## DO THIS
Pull out every line in the records that contains the word "wall", and copy each of those lines in full.

## RAW RECORDS

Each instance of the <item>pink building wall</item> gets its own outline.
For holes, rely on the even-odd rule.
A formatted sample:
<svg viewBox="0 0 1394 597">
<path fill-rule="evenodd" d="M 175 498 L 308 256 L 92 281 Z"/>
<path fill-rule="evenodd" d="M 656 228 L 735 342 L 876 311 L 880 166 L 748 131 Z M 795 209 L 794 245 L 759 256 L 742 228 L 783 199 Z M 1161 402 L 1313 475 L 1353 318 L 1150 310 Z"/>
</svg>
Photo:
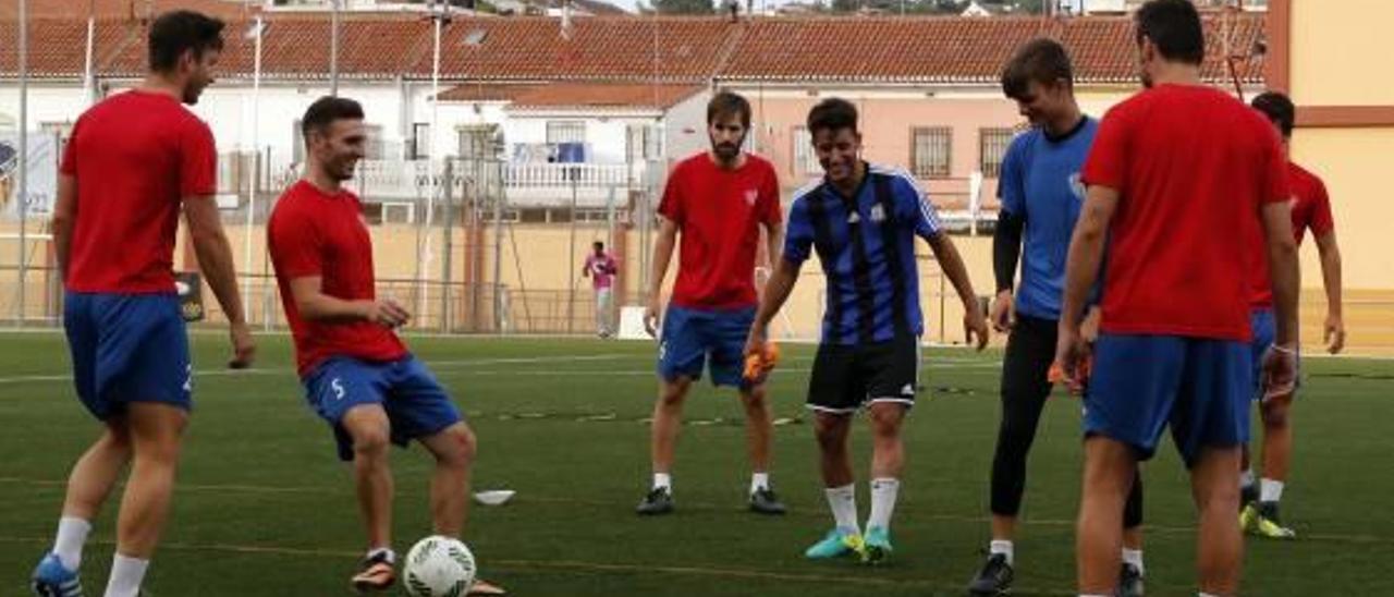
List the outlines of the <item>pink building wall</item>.
<svg viewBox="0 0 1394 597">
<path fill-rule="evenodd" d="M 779 173 L 781 184 L 788 194 L 802 187 L 818 174 L 796 172 L 795 144 L 806 144 L 807 138 L 795 139 L 796 127 L 802 127 L 815 103 L 829 96 L 841 96 L 857 106 L 863 141 L 863 155 L 870 162 L 901 166 L 910 170 L 912 128 L 951 128 L 949 179 L 924 180 L 931 197 L 941 208 L 966 208 L 967 177 L 979 170 L 980 130 L 1016 127 L 1023 119 L 1016 105 L 1005 98 L 913 98 L 905 92 L 898 96 L 888 93 L 835 93 L 790 98 L 789 91 L 778 96 L 763 95 L 760 91 L 736 89 L 744 95 L 754 112 L 751 127 L 756 130 L 756 151 L 769 158 Z M 988 179 L 983 190 L 984 205 L 997 205 L 997 180 Z"/>
</svg>

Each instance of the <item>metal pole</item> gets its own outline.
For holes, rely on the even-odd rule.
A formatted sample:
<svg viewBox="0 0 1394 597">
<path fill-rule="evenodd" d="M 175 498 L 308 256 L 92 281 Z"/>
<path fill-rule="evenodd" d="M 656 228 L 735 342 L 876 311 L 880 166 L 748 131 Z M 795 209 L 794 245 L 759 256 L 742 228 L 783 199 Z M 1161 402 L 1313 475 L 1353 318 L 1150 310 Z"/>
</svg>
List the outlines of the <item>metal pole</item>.
<svg viewBox="0 0 1394 597">
<path fill-rule="evenodd" d="M 572 333 L 576 321 L 576 272 L 572 272 L 572 266 L 576 265 L 576 176 L 580 174 L 580 170 L 577 166 L 570 166 L 567 170 L 572 177 L 572 240 L 569 243 L 572 257 L 566 259 L 566 271 L 570 272 L 566 294 L 566 333 Z"/>
<path fill-rule="evenodd" d="M 427 173 L 431 177 L 431 191 L 427 195 L 427 218 L 425 218 L 425 237 L 421 241 L 418 261 L 421 262 L 420 272 L 431 272 L 431 226 L 435 223 L 435 199 L 436 194 L 441 192 L 441 180 L 436 176 L 436 148 L 435 148 L 435 134 L 436 123 L 439 121 L 439 105 L 438 96 L 441 95 L 441 27 L 443 24 L 443 15 L 441 13 L 432 11 L 431 21 L 435 28 L 434 35 L 434 49 L 431 59 L 431 124 L 429 133 L 427 134 Z M 427 308 L 427 279 L 425 273 L 418 275 L 417 283 L 420 286 L 420 293 L 417 298 L 417 311 L 424 312 Z"/>
<path fill-rule="evenodd" d="M 445 241 L 441 243 L 441 332 L 450 332 L 450 252 L 453 252 L 452 244 L 454 241 L 454 232 L 450 227 L 453 223 L 453 216 L 450 215 L 450 199 L 453 183 L 454 160 L 445 163 Z"/>
<path fill-rule="evenodd" d="M 339 95 L 339 1 L 329 0 L 329 95 Z"/>
<path fill-rule="evenodd" d="M 18 325 L 24 326 L 25 279 L 29 278 L 29 1 L 20 0 L 20 312 Z"/>
<path fill-rule="evenodd" d="M 262 50 L 262 15 L 256 15 L 255 28 L 256 40 L 254 43 L 254 57 L 252 57 L 252 172 L 250 184 L 247 186 L 247 222 L 243 234 L 243 268 L 247 268 L 243 273 L 243 304 L 252 304 L 252 225 L 255 223 L 256 215 L 256 162 L 261 158 L 261 149 L 256 148 L 256 124 L 258 124 L 258 102 L 261 100 L 261 50 Z"/>
<path fill-rule="evenodd" d="M 495 188 L 498 190 L 493 194 L 493 331 L 503 333 L 503 201 L 506 197 L 502 172 L 503 162 L 496 162 L 491 158 L 488 163 L 496 163 L 498 170 L 500 170 L 499 176 L 491 176 L 491 181 L 496 184 Z"/>
</svg>

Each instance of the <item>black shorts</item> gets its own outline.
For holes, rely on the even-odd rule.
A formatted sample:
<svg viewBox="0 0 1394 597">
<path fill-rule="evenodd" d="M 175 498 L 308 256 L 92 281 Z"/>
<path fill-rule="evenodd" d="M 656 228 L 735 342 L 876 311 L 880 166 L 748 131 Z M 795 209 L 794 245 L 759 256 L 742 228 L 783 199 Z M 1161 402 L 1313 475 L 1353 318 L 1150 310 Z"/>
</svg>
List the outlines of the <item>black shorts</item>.
<svg viewBox="0 0 1394 597">
<path fill-rule="evenodd" d="M 809 379 L 807 406 L 850 414 L 875 402 L 914 406 L 920 382 L 920 342 L 896 338 L 871 345 L 818 345 Z"/>
</svg>

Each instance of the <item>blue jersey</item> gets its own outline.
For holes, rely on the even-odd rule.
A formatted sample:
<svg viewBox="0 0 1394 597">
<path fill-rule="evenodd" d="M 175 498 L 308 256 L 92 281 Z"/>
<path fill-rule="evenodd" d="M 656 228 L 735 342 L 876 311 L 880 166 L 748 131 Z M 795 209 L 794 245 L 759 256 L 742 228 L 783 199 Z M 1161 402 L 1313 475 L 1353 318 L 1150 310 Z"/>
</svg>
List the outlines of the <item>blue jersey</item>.
<svg viewBox="0 0 1394 597">
<path fill-rule="evenodd" d="M 1032 128 L 1006 148 L 997 194 L 1004 212 L 1026 222 L 1018 312 L 1059 318 L 1069 239 L 1085 205 L 1079 170 L 1097 131 L 1098 121 L 1086 117 L 1062 138 Z"/>
<path fill-rule="evenodd" d="M 822 342 L 860 345 L 924 332 L 914 237 L 940 233 L 928 197 L 905 170 L 866 166 L 853 197 L 825 180 L 795 192 L 783 258 L 818 251 L 828 278 Z"/>
</svg>

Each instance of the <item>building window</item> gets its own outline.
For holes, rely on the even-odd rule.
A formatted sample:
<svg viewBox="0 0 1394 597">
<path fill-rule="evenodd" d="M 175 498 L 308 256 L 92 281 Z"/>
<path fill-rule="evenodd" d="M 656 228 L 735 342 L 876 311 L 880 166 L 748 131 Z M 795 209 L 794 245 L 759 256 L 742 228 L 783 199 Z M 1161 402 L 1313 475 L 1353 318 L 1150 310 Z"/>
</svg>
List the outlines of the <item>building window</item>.
<svg viewBox="0 0 1394 597">
<path fill-rule="evenodd" d="M 997 179 L 1002 173 L 1002 158 L 1006 156 L 1006 146 L 1016 135 L 1013 128 L 979 128 L 977 131 L 977 169 L 988 179 Z"/>
<path fill-rule="evenodd" d="M 460 135 L 460 158 L 478 160 L 498 155 L 498 145 L 495 145 L 498 128 L 498 124 L 461 124 L 457 128 Z"/>
<path fill-rule="evenodd" d="M 910 165 L 920 179 L 949 177 L 949 127 L 914 127 L 910 130 Z"/>
<path fill-rule="evenodd" d="M 793 173 L 795 176 L 821 174 L 822 165 L 818 163 L 818 152 L 813 151 L 813 137 L 809 127 L 793 127 L 789 135 L 793 144 Z"/>
<path fill-rule="evenodd" d="M 625 155 L 629 158 L 629 162 L 658 159 L 662 155 L 662 135 L 657 126 L 630 124 L 627 131 Z"/>
<path fill-rule="evenodd" d="M 579 120 L 551 120 L 546 123 L 546 142 L 549 145 L 585 142 L 585 123 Z"/>
<path fill-rule="evenodd" d="M 411 145 L 407 149 L 407 159 L 427 159 L 431 156 L 431 123 L 411 124 Z"/>
</svg>

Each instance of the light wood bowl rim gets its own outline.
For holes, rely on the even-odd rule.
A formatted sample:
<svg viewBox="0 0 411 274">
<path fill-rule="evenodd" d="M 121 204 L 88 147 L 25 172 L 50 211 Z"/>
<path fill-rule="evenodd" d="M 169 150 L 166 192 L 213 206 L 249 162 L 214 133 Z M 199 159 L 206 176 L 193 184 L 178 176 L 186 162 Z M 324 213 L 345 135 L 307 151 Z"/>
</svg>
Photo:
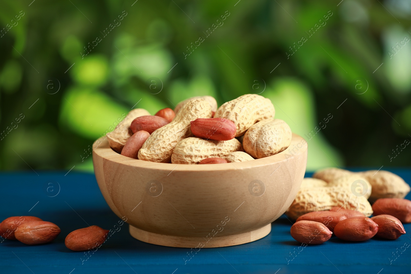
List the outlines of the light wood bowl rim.
<svg viewBox="0 0 411 274">
<path fill-rule="evenodd" d="M 97 145 L 100 141 L 101 143 Z M 301 148 L 298 148 L 298 144 L 301 144 Z M 95 148 L 95 147 L 96 148 Z M 108 140 L 105 136 L 97 139 L 93 143 L 93 152 L 97 155 L 120 164 L 149 168 L 152 170 L 170 170 L 174 169 L 179 171 L 212 171 L 214 170 L 231 170 L 242 168 L 249 168 L 255 167 L 268 166 L 276 163 L 281 163 L 287 161 L 297 155 L 303 153 L 307 149 L 307 141 L 302 137 L 294 133 L 291 143 L 288 147 L 283 151 L 275 155 L 259 159 L 254 159 L 245 162 L 236 162 L 213 164 L 185 164 L 167 163 L 157 163 L 143 161 L 126 157 L 115 152 L 110 147 Z M 294 152 L 293 150 L 296 150 Z"/>
</svg>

## ANSWER TO THE PROBLEM
Each instance of the <item>pink building wall</item> gets its own outline.
List the outlines of the <item>pink building wall</item>.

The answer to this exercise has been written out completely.